**DIRECTION:** Reproduce every one of the rows below verbatim, leaving out the pictures.

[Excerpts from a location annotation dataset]
○ ○ ○
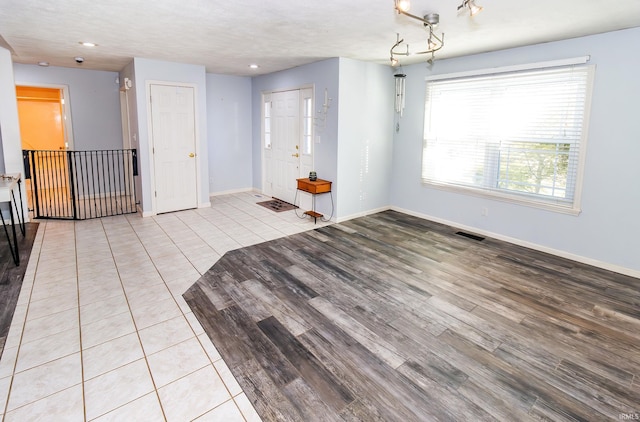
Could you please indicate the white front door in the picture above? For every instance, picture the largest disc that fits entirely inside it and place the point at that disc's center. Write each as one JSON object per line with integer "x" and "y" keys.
{"x": 174, "y": 147}
{"x": 285, "y": 144}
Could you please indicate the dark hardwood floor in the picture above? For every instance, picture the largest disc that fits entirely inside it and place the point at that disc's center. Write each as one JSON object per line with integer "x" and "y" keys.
{"x": 11, "y": 276}
{"x": 394, "y": 318}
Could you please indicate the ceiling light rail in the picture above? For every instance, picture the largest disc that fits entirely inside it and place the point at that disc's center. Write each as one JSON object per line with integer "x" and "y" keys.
{"x": 429, "y": 21}
{"x": 474, "y": 9}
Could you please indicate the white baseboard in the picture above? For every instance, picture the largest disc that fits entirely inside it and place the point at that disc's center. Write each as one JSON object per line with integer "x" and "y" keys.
{"x": 563, "y": 254}
{"x": 228, "y": 192}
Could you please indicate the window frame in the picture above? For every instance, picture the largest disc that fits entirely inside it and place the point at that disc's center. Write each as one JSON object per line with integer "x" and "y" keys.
{"x": 523, "y": 198}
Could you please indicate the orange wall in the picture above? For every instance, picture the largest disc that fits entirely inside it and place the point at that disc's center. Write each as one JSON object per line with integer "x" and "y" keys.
{"x": 41, "y": 120}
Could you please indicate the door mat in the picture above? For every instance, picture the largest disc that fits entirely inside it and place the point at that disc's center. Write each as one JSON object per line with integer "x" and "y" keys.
{"x": 277, "y": 205}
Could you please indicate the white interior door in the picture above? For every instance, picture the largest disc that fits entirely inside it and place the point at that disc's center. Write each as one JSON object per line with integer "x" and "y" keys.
{"x": 285, "y": 144}
{"x": 174, "y": 147}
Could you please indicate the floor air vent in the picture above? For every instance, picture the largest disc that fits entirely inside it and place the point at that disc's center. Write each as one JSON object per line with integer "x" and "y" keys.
{"x": 470, "y": 236}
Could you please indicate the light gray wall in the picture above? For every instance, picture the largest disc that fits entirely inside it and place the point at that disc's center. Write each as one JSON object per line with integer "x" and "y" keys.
{"x": 605, "y": 232}
{"x": 145, "y": 70}
{"x": 321, "y": 75}
{"x": 365, "y": 135}
{"x": 9, "y": 123}
{"x": 94, "y": 100}
{"x": 229, "y": 123}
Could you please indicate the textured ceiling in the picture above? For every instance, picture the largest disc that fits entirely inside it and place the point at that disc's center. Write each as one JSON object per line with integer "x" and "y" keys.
{"x": 279, "y": 34}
○ ○ ○
**TASK SOLUTION:**
Could you please indicate the white front door in the picture above? For every instance, picture the largest disc that fits entirely inside it and place the point at that disc's center. Write each as one JSON object per line with integer "x" and "y" keys.
{"x": 174, "y": 147}
{"x": 285, "y": 144}
Could you please indicate the dark hardwood floor in the picture above? For every instance, picture the largest disc that fits entirely inside it and place the point at that disc's center. Write each as one JSON object per line with integer "x" and "y" keys.
{"x": 11, "y": 276}
{"x": 394, "y": 318}
Could you please indicate the ceiling light rail in the picture above? For every instance, picture the largest disc that fits entirely inside it and place the point at that disc's center. Write each as one JSON object per line with integer "x" and "y" keys.
{"x": 429, "y": 21}
{"x": 474, "y": 9}
Could you please indicate the white baseboard in the picture above? For every instance, picture the largest disc that fits entirely inside it and place the point at that disc's center. Write each as one JSON object per line with integer "x" and "y" keys.
{"x": 563, "y": 254}
{"x": 228, "y": 192}
Could you please indicate the window frame in the picture above? For every instance, picture the largest disc that fits entirely inside it and place the point at that disc's center. Write each as one JSON object per line with integer "x" and "y" keys.
{"x": 523, "y": 198}
Could you please indicate the orange wall in the picture above? For every instance, picture the largest disc that fits entirely inside it and place the point at that disc's center. Write each as one JSON object per line with integer "x" and "y" keys.
{"x": 41, "y": 120}
Could you please indicate the door mat in the picture above? For every instance, picture the largest disc that fits entirely inside it and place the point at that disc's center. Write each as one JSON object per line with integer "x" and "y" keys.
{"x": 277, "y": 205}
Could you please indicate the white interior door in the picture above? For every instance, picture the largest disc that fits entirely inside it and place the point at that disc's center. Write each as one JSON object per line with integer "x" and "y" keys.
{"x": 285, "y": 144}
{"x": 174, "y": 147}
Could you please indicate the floor air vent in the picture above? For every instance, picture the largest disc that fits entirely inside it and place the point at that disc's center. Write each as one JSON object per line with integer "x" and "y" keys.
{"x": 470, "y": 236}
Could you please indicate the light gray wall in the picture above? For every instance, picture the largest disc that fits entirely inside it and place the point at that disc's center. Write each as one JSON object per line with integer "x" and "y" keys.
{"x": 605, "y": 232}
{"x": 145, "y": 70}
{"x": 321, "y": 75}
{"x": 365, "y": 135}
{"x": 9, "y": 123}
{"x": 94, "y": 100}
{"x": 229, "y": 123}
Could you please indicate the textured ceiling in the picture above? For every instance, picture the largest disc that fits entirely inside it and place the point at that disc's center. Write each as one JSON object per line with integer "x" and "y" keys.
{"x": 279, "y": 34}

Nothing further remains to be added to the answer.